[Begin Raw records]

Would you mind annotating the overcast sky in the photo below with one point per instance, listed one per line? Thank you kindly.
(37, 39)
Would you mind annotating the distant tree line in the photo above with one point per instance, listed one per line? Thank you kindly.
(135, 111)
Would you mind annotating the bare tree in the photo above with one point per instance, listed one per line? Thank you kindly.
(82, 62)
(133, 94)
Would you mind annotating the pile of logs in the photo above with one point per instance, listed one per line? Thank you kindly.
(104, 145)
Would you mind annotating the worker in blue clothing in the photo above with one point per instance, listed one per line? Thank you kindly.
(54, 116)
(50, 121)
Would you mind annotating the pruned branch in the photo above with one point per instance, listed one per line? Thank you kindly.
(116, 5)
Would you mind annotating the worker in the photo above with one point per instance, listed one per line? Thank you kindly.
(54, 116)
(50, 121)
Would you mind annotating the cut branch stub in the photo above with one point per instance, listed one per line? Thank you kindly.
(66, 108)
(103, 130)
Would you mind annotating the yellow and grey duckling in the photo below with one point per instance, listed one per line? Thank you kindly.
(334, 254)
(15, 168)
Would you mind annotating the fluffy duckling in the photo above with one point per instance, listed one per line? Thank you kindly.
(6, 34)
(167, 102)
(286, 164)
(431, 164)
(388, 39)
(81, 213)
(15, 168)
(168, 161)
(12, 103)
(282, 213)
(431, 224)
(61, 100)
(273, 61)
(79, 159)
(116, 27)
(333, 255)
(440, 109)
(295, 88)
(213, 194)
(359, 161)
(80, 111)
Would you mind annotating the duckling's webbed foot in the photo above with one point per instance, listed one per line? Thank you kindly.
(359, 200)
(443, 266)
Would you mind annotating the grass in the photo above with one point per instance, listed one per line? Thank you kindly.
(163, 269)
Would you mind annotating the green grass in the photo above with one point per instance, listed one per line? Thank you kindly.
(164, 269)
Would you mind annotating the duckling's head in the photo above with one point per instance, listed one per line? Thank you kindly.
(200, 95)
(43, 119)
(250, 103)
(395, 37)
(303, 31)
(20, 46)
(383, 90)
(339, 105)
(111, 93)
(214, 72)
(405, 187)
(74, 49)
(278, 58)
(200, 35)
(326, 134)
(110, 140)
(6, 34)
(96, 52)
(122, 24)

[End Raw records]
[Begin Raw records]

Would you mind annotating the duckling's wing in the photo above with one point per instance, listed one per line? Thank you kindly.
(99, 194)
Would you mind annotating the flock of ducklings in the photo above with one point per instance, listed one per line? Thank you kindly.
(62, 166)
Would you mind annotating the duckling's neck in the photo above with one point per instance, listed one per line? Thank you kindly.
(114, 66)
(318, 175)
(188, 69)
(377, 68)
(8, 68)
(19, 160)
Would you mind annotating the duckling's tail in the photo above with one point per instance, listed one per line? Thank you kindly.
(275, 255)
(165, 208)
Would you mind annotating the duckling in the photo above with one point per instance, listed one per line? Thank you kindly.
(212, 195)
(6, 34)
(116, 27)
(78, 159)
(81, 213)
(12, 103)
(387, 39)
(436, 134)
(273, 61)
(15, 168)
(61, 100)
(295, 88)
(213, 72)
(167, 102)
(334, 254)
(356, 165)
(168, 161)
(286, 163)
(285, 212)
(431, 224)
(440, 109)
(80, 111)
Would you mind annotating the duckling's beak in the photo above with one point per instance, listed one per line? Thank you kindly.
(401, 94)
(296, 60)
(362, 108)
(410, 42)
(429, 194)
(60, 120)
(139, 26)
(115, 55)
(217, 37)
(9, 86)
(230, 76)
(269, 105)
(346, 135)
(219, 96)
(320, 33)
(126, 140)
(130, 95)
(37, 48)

[End Raw records]

### [Required work]
Which lines in the records above contain the string "tree"? Report each of those lines in full, and treat uppercase and lowercase letters as different.

### [Output of the exercise]
Would you mind annotating the distant tree line in the photo above with one point per instance, listed one per line? Thank you kindly.
Would you mind annotating the bare tree in the photo above with one point per instance, listed one per line? Thank you kindly.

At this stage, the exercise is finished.